(Catatan dataset tentang lokasi objek)
——
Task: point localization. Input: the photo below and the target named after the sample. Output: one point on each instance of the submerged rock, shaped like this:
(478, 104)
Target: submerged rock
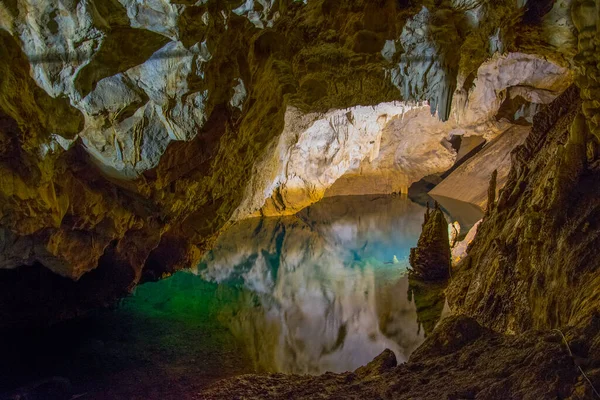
(430, 260)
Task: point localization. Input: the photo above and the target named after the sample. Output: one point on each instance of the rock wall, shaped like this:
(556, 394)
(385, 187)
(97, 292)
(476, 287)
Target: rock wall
(130, 129)
(468, 183)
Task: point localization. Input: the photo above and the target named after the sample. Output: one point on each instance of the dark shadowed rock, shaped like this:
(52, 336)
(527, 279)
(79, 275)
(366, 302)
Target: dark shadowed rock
(430, 260)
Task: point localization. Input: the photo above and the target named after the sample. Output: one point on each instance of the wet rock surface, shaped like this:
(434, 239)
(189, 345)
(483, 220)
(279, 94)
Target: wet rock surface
(461, 359)
(430, 260)
(530, 275)
(131, 129)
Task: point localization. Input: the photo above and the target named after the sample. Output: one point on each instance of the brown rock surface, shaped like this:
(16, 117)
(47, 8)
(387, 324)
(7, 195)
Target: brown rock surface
(430, 260)
(469, 182)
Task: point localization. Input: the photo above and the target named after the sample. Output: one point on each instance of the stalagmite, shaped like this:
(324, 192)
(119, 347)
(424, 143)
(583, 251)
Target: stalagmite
(430, 260)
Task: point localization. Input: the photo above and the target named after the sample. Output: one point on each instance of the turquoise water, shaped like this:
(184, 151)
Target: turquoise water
(325, 290)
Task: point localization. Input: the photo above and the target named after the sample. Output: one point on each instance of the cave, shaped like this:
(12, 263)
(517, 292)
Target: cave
(299, 199)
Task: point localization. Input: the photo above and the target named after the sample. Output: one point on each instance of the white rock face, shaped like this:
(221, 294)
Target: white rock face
(534, 78)
(425, 71)
(313, 151)
(331, 312)
(386, 148)
(132, 115)
(164, 109)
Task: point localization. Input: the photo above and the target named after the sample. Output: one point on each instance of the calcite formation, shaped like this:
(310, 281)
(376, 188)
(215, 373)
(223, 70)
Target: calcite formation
(430, 260)
(133, 132)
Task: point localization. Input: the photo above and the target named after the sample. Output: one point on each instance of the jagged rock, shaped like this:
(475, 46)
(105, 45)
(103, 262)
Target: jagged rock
(469, 183)
(461, 359)
(430, 260)
(491, 202)
(144, 120)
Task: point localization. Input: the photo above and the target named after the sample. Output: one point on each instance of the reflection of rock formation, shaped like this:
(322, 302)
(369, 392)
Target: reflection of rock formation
(386, 148)
(429, 298)
(430, 260)
(327, 279)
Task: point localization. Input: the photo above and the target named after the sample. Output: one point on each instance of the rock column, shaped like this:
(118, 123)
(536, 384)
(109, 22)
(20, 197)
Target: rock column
(430, 260)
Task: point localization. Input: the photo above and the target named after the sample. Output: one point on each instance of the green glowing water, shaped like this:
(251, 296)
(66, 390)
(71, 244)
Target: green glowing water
(324, 290)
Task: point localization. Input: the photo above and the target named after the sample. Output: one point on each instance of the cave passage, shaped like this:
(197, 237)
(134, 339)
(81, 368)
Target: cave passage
(323, 290)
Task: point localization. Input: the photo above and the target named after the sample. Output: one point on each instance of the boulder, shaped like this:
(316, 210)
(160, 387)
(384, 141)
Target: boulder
(430, 260)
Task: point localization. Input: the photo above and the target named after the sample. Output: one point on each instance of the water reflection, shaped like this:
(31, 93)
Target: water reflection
(330, 284)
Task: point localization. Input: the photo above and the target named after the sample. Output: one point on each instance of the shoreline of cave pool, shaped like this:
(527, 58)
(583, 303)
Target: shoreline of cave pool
(323, 290)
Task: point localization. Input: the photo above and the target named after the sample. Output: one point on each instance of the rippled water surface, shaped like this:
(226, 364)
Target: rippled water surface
(325, 290)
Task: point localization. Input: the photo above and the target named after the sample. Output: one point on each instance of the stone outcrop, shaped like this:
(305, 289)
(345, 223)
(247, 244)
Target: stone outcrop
(430, 260)
(131, 129)
(528, 287)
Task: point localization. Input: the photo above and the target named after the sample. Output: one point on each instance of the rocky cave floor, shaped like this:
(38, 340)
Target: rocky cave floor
(461, 360)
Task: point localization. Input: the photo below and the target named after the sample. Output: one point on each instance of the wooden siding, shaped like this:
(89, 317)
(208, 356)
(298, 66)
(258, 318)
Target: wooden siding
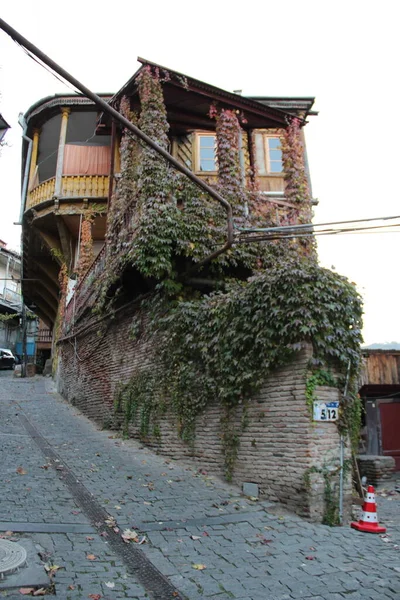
(381, 368)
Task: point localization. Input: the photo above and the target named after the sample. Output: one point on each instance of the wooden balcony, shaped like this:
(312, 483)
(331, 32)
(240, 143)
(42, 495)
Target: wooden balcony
(72, 186)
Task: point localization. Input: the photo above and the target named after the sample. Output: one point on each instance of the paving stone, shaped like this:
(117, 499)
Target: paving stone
(347, 564)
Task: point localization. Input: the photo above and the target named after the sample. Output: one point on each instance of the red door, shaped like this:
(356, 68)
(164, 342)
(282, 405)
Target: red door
(390, 430)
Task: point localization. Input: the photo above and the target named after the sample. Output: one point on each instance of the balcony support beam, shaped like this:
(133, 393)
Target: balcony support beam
(34, 155)
(53, 245)
(61, 146)
(66, 242)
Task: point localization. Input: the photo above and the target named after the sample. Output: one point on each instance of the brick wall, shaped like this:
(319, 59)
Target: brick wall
(277, 447)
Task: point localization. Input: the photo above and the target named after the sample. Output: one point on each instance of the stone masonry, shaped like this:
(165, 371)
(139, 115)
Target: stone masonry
(280, 448)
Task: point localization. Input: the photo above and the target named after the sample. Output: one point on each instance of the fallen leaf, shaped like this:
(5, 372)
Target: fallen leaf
(129, 535)
(51, 568)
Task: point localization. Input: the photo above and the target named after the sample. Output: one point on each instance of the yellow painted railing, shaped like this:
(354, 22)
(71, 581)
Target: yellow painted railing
(72, 186)
(42, 192)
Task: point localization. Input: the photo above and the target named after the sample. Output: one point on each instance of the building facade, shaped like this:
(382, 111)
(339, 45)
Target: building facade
(107, 224)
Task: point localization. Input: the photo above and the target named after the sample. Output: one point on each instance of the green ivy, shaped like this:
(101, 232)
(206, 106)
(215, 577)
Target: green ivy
(216, 348)
(317, 377)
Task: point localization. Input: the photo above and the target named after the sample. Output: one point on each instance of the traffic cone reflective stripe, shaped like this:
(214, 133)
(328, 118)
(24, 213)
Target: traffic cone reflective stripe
(369, 519)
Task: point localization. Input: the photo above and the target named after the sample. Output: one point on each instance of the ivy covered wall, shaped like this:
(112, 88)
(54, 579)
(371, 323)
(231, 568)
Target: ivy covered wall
(213, 331)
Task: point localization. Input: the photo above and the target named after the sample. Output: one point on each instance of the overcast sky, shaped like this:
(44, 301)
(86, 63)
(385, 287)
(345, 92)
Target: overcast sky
(345, 53)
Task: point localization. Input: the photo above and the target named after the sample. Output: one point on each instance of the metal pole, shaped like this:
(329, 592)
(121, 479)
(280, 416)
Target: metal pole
(24, 357)
(341, 483)
(127, 124)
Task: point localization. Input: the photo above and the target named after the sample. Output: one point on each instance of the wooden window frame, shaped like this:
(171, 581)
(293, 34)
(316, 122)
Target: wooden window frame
(196, 152)
(266, 150)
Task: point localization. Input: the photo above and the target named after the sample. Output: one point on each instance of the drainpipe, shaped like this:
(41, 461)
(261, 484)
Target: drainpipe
(61, 146)
(242, 169)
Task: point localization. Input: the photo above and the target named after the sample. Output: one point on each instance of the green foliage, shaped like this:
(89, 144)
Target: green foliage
(217, 348)
(220, 348)
(317, 377)
(9, 317)
(137, 401)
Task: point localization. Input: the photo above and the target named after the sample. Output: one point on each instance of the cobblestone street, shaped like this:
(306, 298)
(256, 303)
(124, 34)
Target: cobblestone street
(201, 539)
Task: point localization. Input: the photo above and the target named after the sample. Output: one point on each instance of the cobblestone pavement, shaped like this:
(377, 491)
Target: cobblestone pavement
(250, 550)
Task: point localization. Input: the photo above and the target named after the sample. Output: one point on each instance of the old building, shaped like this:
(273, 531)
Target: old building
(380, 392)
(110, 228)
(10, 296)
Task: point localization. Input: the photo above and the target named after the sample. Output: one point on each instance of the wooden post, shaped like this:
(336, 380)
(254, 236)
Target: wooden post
(61, 145)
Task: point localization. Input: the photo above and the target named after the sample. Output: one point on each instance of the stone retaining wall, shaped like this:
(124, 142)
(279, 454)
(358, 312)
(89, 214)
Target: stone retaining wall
(280, 448)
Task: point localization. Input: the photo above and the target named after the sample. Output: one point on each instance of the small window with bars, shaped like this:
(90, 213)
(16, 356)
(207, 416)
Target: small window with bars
(206, 153)
(268, 154)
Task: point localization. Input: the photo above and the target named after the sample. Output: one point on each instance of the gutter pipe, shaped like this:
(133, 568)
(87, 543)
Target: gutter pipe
(17, 37)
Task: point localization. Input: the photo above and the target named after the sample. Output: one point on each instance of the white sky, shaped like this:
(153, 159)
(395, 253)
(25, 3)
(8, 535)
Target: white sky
(345, 53)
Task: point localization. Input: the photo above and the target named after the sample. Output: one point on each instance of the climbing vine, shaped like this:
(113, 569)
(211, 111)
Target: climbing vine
(86, 255)
(219, 348)
(272, 297)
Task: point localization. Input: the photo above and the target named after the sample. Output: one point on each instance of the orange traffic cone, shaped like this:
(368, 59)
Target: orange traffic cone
(369, 518)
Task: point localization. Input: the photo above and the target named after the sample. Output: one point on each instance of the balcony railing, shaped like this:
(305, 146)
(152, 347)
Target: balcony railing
(72, 186)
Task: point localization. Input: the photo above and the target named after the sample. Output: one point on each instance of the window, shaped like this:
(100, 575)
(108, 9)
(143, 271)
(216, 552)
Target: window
(206, 154)
(268, 154)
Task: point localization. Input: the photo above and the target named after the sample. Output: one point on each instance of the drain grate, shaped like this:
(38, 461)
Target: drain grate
(135, 560)
(12, 556)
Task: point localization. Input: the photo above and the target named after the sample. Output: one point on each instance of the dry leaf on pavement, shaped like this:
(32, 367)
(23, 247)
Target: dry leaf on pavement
(128, 535)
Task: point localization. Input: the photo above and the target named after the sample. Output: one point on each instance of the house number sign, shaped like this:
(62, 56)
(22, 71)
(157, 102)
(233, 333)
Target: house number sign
(326, 411)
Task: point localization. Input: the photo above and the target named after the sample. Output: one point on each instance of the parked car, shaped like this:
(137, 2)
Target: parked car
(7, 359)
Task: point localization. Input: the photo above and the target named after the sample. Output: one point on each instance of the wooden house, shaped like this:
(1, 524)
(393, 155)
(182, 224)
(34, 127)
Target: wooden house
(71, 163)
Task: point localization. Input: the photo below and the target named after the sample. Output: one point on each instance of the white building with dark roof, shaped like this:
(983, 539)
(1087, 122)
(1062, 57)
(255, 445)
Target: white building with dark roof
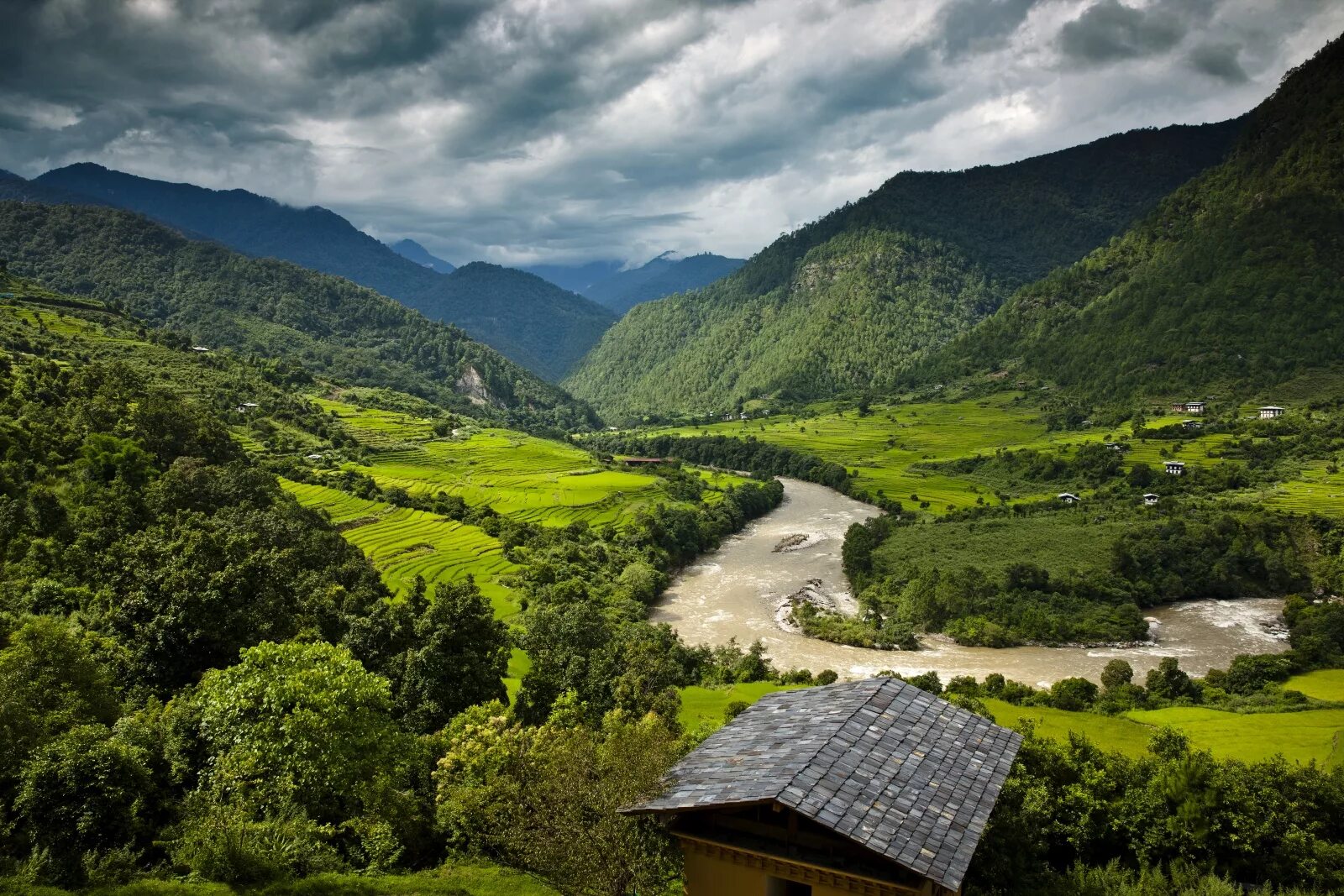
(869, 788)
——
Sajikan sebagai daftar bernomor semua baris data, mulai dari baris yang memuat "the dry leaf" hingga akhir data, tanpa baris kosong. Gambar tidak perlu disertakan dalam jawaban.

1. Task: point localization. Input: the photo above and the target named after the sample. Output: one point on each instance of the dry leaf on pavement, shaped like this:
2. (32, 367)
3. (23, 247)
4. Target: dry leaf on pavement
5. (128, 535)
6. Task: point localization. Input: the photo above and the target named after the sample. Output: one point on each instance of the house number sign, shaped like this:
7. (62, 56)
8. (22, 71)
9. (157, 102)
10. (233, 333)
11. Target: house number sign
12. (326, 411)
13. Task: point localization. Input: the photo above and the target named after the sample. Output: one point on each instance of the parked car, shaped like this:
14. (137, 2)
15. Target: parked car
16. (7, 359)
17. Task: point localization. Input: the photo above and the target named after the sample. Output: one point on each instance of the wooden house, shaped like this:
18. (1, 524)
19. (393, 155)
20. (182, 224)
21. (34, 127)
22. Target: wooden house
23. (71, 163)
24. Task: point localization. Input: the photo below and the target named after the sample. Output: one point on each instance of the white building with dark roof, shaped like this:
25. (983, 539)
26. (1087, 122)
27. (1062, 57)
28. (255, 445)
29. Target: white building with dark roof
30. (869, 788)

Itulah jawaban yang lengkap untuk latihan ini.